| Document segment |
(begin)

Re: [RFC][PATCH][3/4] Add reclaim support

From: Andrew Morton
Date: Mon Feb 19 2007 - 04:25:52 EST


On Mon, 19 Feb 2007 12:20:42 +0530 Balbir Singh <balbir@xxxxxxxxxx> wrote:

>
> This patch reclaims pages from a container when the container limit is hit.
> The executable is oom'ed only when the container it is running in, is overlimit
> and we could not reclaim any pages belonging to the container
>
> A parameter called pushback, controls how much memory is reclaimed when the
> limit is hit. It should be easy to expose this knob to user space, but
> currently it is hard coded to 20% of the total limit of the container.
>
> isolate_lru_pages() has been modified to isolate pages belonging to a
> particular container, so that reclaim code will reclaim only container
> pages. For shared pages, reclaim does not unmap all mappings of the page,
> it only unmaps those mappings that are over their limit. This ensures
> that other containers are not penalized while reclaiming shared pages.
>
> Parallel reclaim per container is not allowed. Each controller has a wait
> queue that ensures that only one task per control is running reclaim on
> that container.
>
>
> ...
>
> --- linux-2.6.20/include/linux/rmap.h~memctlr-reclaim-on-limit 2007-02-18 23:29:14.000000000 +0530
> +++ linux-2.6.20-balbir/include/linux/rmap.h 2007-02-18 23:29:14.000000000 +0530
> @@ -90,7 +90,15 @@ static inline void page_dup_rmap(struct
> * Called from mm/vmscan.c to handle paging out
> */
> int page_referenced(struct page *, int is_locked);
> -int try_to_unmap(struct page *, int ignore_refs);
> +int try_to_unmap(struct page *, int ignore_refs, void *container);
> +#ifdef CONFIG_CONTAINER_MEMCTLR
> +bool page_in_container(struct page *page, struct zone *zone, void *container);
> +#else
> +static inline bool page_in_container(struct page *page, struct zone *zone, void *container)

(end)

| Task requirements |
1) In the patch post, what is the pushback parameter currently hard coded to?
2) Quote the passage of the patch post that begins at the words "From: Andrew Morton" and stops after "container limit is hit.".
The lines that come next are from a separate, unrelated source.

| Data provided |

(begin)

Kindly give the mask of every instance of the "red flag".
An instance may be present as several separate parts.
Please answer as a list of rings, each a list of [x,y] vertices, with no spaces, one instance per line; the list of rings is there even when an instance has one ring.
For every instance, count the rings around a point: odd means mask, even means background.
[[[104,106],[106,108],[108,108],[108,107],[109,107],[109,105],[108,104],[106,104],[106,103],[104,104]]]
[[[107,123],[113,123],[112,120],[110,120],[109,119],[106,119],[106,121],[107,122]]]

(end)
(begin)

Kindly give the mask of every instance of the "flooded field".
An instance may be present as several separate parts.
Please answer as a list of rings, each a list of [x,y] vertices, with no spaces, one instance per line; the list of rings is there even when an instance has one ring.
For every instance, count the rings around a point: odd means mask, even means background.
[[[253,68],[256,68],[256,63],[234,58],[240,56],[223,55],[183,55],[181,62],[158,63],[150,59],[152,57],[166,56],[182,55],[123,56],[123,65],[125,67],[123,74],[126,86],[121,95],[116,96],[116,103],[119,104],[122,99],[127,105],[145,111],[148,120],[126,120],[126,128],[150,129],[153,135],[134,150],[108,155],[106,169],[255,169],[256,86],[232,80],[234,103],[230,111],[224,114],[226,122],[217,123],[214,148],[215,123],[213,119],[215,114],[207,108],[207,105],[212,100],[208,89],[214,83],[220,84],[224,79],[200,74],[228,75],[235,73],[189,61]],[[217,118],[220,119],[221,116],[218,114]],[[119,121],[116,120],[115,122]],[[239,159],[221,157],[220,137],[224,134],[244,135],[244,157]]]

(end)
(begin)

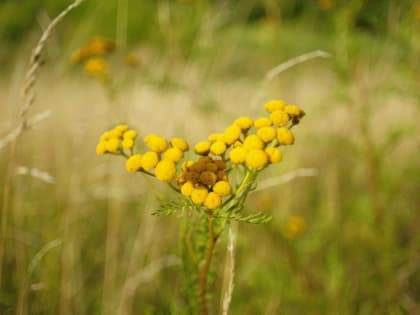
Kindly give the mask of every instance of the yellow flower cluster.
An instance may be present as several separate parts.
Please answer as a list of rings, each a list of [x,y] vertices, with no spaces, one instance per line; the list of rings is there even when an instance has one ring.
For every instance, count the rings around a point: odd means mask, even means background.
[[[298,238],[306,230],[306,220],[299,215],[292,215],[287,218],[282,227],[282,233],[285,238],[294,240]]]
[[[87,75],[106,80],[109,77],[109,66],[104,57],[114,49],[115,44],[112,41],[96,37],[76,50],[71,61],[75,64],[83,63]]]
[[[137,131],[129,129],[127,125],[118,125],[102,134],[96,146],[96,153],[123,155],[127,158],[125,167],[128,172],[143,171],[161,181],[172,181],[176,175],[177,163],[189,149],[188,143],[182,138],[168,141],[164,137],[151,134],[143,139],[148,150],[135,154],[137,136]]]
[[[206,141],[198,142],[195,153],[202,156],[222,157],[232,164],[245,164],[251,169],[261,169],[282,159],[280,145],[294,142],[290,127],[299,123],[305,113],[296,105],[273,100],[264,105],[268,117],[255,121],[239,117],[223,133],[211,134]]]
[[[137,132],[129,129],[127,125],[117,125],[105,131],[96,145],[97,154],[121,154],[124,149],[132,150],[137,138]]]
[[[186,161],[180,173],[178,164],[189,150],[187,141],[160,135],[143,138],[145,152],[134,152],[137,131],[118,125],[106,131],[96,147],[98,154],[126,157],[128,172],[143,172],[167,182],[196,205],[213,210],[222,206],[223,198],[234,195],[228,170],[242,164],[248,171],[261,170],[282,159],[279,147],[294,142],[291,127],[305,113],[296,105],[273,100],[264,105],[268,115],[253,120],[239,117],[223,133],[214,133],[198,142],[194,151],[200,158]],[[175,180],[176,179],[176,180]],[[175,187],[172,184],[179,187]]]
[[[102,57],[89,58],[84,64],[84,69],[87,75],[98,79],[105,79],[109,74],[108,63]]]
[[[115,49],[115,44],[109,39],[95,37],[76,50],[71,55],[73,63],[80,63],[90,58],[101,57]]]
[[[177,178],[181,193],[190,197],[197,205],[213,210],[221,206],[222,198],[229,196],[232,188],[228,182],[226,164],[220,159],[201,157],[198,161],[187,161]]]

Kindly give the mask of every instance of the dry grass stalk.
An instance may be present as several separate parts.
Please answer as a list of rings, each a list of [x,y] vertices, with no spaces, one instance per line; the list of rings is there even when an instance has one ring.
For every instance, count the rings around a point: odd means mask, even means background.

(end)

| Responses |
1) It is hard coded to 20% of the total limit of the container.

2)
From: Andrew Morton
Date: Mon Feb 19 2007 - 04:25:52 EST


On Mon, 19 Feb 2007 12:20:42 +0530 Balbir Singh <balbir@xxxxxxxxxx> wrote:

>
> This patch reclaims pages from a container when the container limit is hit.